WORK TO BE COMPLETED: Convert all of the entries below into a numbered list, omitting any blank lines.

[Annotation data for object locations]
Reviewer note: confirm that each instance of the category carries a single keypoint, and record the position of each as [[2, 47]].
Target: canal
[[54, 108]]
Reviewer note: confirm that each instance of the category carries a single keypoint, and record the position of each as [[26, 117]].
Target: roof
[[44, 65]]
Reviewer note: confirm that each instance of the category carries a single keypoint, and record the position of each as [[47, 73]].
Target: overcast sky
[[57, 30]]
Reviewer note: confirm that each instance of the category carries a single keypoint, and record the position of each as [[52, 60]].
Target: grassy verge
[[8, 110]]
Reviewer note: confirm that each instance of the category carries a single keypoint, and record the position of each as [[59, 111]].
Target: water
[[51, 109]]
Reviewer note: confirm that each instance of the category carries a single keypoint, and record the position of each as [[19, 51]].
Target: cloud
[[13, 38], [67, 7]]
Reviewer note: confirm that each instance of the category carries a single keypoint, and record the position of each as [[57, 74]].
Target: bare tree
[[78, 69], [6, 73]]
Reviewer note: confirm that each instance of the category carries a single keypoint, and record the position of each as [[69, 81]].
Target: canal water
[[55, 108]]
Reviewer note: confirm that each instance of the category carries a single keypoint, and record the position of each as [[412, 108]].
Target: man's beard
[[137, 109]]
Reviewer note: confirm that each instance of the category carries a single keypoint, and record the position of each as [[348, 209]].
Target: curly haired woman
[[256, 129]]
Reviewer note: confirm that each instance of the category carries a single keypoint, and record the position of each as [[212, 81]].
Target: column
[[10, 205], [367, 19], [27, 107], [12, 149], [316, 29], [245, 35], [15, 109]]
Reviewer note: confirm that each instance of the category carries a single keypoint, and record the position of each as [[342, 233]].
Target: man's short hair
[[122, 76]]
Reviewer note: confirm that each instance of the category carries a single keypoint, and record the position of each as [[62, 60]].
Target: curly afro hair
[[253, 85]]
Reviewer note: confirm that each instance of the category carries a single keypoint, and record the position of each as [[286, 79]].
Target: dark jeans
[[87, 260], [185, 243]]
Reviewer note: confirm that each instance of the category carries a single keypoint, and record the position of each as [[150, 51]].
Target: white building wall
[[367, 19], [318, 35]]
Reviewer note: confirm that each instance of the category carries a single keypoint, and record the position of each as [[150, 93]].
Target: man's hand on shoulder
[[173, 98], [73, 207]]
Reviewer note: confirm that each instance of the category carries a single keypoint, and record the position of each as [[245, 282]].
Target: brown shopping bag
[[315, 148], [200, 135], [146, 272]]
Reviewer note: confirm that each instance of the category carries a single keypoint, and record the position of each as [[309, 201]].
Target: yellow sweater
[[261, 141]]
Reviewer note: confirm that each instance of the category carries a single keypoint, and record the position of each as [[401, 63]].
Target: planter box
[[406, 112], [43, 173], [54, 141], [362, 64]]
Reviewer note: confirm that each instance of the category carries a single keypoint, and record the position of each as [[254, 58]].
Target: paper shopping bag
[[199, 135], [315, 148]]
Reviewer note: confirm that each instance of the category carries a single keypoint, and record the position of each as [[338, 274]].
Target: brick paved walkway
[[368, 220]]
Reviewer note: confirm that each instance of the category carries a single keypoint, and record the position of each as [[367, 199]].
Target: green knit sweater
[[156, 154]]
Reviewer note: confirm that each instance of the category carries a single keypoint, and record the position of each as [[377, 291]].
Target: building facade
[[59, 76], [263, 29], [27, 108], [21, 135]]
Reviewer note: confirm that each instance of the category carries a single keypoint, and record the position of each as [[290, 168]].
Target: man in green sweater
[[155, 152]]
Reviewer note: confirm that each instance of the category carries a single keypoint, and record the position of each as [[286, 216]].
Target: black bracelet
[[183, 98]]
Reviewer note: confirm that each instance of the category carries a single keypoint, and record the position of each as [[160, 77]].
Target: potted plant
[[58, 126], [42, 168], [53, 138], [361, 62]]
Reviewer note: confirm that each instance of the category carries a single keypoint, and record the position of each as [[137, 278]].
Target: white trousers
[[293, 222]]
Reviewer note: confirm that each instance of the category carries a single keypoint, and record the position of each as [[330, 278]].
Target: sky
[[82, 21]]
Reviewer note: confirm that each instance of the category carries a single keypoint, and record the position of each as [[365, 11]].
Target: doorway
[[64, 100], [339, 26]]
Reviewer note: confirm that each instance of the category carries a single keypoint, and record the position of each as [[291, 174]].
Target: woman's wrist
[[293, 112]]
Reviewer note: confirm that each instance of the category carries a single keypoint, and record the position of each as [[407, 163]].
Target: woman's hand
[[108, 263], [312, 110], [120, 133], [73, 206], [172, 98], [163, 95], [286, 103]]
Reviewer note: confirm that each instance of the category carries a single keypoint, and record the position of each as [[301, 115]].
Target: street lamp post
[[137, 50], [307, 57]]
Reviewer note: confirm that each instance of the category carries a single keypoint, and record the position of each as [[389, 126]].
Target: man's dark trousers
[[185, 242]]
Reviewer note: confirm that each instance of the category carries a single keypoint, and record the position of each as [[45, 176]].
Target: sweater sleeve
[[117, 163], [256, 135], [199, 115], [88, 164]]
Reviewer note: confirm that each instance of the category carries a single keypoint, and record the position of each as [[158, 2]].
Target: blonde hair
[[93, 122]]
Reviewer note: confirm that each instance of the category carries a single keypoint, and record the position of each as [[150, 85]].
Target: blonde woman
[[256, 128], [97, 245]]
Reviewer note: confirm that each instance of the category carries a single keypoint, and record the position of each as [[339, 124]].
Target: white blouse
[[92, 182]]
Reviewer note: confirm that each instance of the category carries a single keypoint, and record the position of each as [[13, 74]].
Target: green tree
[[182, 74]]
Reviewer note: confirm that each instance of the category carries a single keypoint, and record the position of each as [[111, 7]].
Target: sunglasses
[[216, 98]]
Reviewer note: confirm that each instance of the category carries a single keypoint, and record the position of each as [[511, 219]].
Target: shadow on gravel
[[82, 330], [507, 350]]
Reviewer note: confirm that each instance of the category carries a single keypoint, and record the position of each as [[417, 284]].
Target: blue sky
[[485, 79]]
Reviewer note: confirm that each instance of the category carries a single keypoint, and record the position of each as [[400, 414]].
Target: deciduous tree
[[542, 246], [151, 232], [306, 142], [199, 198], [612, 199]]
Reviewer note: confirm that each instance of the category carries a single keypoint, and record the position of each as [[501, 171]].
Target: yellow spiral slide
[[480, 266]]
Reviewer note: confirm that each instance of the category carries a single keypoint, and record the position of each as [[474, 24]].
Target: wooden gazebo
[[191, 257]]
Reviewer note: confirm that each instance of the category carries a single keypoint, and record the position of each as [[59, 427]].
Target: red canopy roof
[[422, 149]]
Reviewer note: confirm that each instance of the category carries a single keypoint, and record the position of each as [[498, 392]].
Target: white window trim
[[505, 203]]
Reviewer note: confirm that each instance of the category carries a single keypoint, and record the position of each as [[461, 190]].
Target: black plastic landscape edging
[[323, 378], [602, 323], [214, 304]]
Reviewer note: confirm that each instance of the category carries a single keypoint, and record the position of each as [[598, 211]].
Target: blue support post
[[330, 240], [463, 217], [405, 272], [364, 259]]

RESPONSE FOR THIS EXERCISE:
1. Reviewer note: confirm that each instance of the category carries a single keypoint, and record the position of each as [[2, 47]].
2. Target: canal
3. [[54, 108]]
4. Reviewer note: confirm that each instance of the category carries a single keypoint, and record the position of each as [[26, 117]].
5. Target: roof
6. [[44, 65]]
7. Reviewer note: confirm that each instance of the category carries a single keypoint, and record the position of each as [[47, 73]].
8. Target: overcast sky
9. [[57, 30]]
10. Reviewer note: confirm that each instance of the category carries a single keypoint, and record the position of each as [[52, 60]].
11. Target: grassy verge
12. [[8, 110]]
13. Reviewer note: confirm that each instance of the category carries a single keypoint, and record the position of each as [[59, 111]].
14. Target: water
15. [[51, 109]]
16. Reviewer note: confirm that each instance of the category carries a single keypoint, and record the position of each as [[19, 51]].
17. Target: cloud
18. [[13, 38], [67, 7]]
19. Reviewer note: confirm that each instance of the category carries a single keypoint, and record the position of each as [[57, 74]].
20. Target: bare tree
21. [[78, 69], [6, 73]]
22. Reviewer note: confirm that each instance of the category carries a single keypoint, and record the position of each as [[69, 81]].
23. Target: canal water
24. [[55, 108]]
25. Reviewer note: confirm that each instance of the category carries a single keypoint, and record the position of each as [[412, 108]].
26. Target: man's beard
27. [[137, 109]]
28. Reviewer note: confirm that each instance of the category carries a single keypoint, and record the position of each as [[348, 209]].
29. Target: curly haired woman
30. [[256, 129]]
31. Reviewer note: confirm that each instance of the category carries a single keypoint, and record the position of each as [[212, 81]].
32. Target: column
33. [[10, 205], [367, 19], [27, 107], [12, 149], [316, 29], [245, 35], [15, 109]]
34. Reviewer note: confirm that each instance of the category carries a single keypoint, and record the position of each as [[342, 233]].
35. Target: man's short hair
36. [[122, 76]]
37. Reviewer note: confirm that each instance of the category carries a single keypoint, and record the position of each as [[62, 60]].
38. Target: curly afro hair
39. [[253, 85]]
40. Reviewer note: confirm that each instance of the category carries a single keypoint, and record the position of each as [[286, 79]].
41. Target: dark jeans
42. [[87, 260], [185, 243]]
43. Reviewer note: confirm that each instance of the category carries a single keypoint, and record the position of each as [[150, 51]].
44. Target: white building wall
45. [[367, 19], [318, 35]]
46. Reviewer note: confirm that each instance of the category carries a single keypoint, and record the position of each as [[150, 93]].
47. Target: man's hand on shoulder
48. [[173, 98], [73, 207]]
49. Reviewer note: confirm that each instance of the category carries a single keypoint, and record the position of each as [[245, 282]].
50. Target: brown shopping bag
51. [[315, 148], [200, 135], [146, 272]]
52. Reviewer note: confirm that each instance of the category carries a single keypoint, and record the position of each as [[309, 201]].
53. Target: yellow sweater
54. [[261, 141]]
55. Reviewer note: confirm that each instance of the category carries a single keypoint, and record the position of each as [[401, 63]].
56. Target: planter box
57. [[406, 112], [43, 173], [54, 141], [362, 64]]
58. Reviewer note: confirm that each instance of the category carries a single keypoint, and record the position of each as [[254, 58]].
59. Target: paper shopping bag
60. [[199, 135], [315, 148]]
61. Reviewer note: confirm that each instance of the category carries a single keypoint, and record the position of each as [[338, 274]].
62. Target: brick paved walkway
63. [[368, 220]]
64. Reviewer note: confirm that each instance of the category carries a single keypoint, and record the position of each as [[367, 199]].
65. Target: green knit sweater
66. [[156, 154]]
67. Reviewer note: confirm that each instance of the category carries a single keypoint, and record the position of each as [[377, 291]].
68. Target: building facade
69. [[59, 76], [263, 29], [27, 108], [21, 135]]
70. Reviewer note: confirm that each instance of the category carries a single keypoint, and record the position of each as [[290, 168]].
71. Target: man in green sweater
72. [[155, 152]]
73. Reviewer note: confirm that each instance of the category carries a single keypoint, and record the position of each as [[286, 216]].
74. Target: black bracelet
75. [[183, 98]]
76. Reviewer note: confirm that each instance of the category carries a single keypoint, and record the position of each as [[160, 77]].
77. Target: potted plant
78. [[58, 126], [42, 168], [53, 138], [361, 62]]
79. Reviewer note: confirm that each instance of the category carries a single keypoint, and record the position of each as [[137, 278]].
80. Target: white trousers
81. [[293, 222]]
82. Reviewer note: confirm that each instance of the category carries a single keypoint, and record the position of each as [[330, 278]].
83. Target: sky
84. [[82, 21]]
85. Reviewer note: confirm that each instance of the category carries a single keypoint, and record the position of each as [[365, 11]].
86. Target: doorway
87. [[64, 100], [339, 26]]
88. Reviewer note: confirm that each instance of the category carries a single keypoint, and record the position of each as [[291, 174]].
89. Target: woman's wrist
90. [[293, 112]]
91. Reviewer note: confirm that each instance of the category carries a single keypoint, and record the position of each as [[407, 163]].
92. Target: woman's hand
93. [[108, 263], [312, 110], [120, 133], [73, 206], [172, 98], [163, 95], [286, 103]]
94. Reviewer note: confirm that each instance of the category carries a single keypoint, and record the position of each as [[301, 115]].
95. Target: street lamp post
96. [[137, 50], [307, 57]]
97. Reviewer note: confirm that each instance of the category carries a single keypoint, and record the position of each as [[389, 126]].
98. Target: man's dark trousers
99. [[185, 242]]
100. Reviewer note: confirm that each instance of the category carries a single keypoint, and record the position of each as [[45, 176]].
101. Target: sweater sleeve
102. [[117, 163], [256, 135], [199, 115], [88, 164]]
103. Reviewer note: confirm that each instance of the category carries a single keypoint, and record the position of each as [[158, 2]].
104. Target: blonde hair
105. [[93, 122]]
106. Reviewer note: confirm that each instance of the category carries a single keypoint, and record the position of each as [[150, 85]].
107. Target: blonde woman
108. [[256, 128], [97, 245]]
109. Reviewer note: confirm that each instance of the category carries a single keypoint, and record the position of each as [[339, 124]].
110. Target: white blouse
111. [[92, 182]]
112. Reviewer note: confirm that each instance of the category carries a single keypoint, and record the position of each as [[13, 74]].
113. Target: green tree
114. [[182, 74]]
115. Reviewer note: confirm that each instance of the category carries a single keypoint, and record the position of each as [[111, 7]].
116. Target: sunglasses
117. [[216, 98]]
118. Reviewer note: confirm that each instance of the category carries a single keypoint, and record the position of each as [[511, 219]].
119. Target: shadow on gravel
120. [[82, 330], [507, 350]]
121. Reviewer note: confirm that each instance of the category carries a single keypoint, and record the position of each as [[417, 284]].
122. Target: blue sky
123. [[485, 79]]
124. Reviewer note: confirm that each instance of the category carries a single keypoint, and record the position of each as [[400, 414]].
125. Target: deciduous tree
126. [[542, 246], [151, 232], [306, 142], [199, 198], [612, 199]]
127. Reviewer note: confirm that each instance of the category carries a single keypoint, and record the position of each as [[501, 171]].
128. Target: yellow spiral slide
129. [[480, 266]]
130. Reviewer note: confirm that each instance of the category carries a single keypoint, and record the position of each as [[474, 24]].
131. Target: wooden gazebo
132. [[191, 257]]
133. Reviewer note: confirm that each instance of the category carries a single keypoint, and record the position of each as [[59, 427]].
134. Target: red canopy roof
135. [[422, 149]]
136. Reviewer note: confirm that each instance of the category carries a single keypoint, and record the position of each as [[498, 392]].
137. Target: white window trim
138. [[505, 203]]
139. Reviewer note: confirm that each instance of the category carries a single keypoint, and record the position of each as [[461, 190]].
140. Target: black plastic landscape edging
141. [[323, 378], [602, 323], [214, 304]]
142. Reviewer note: confirm that each instance of the category carries a single keypoint, and record the position of each as [[598, 211]].
143. Target: blue support post
144. [[330, 240], [463, 217], [405, 272], [364, 259]]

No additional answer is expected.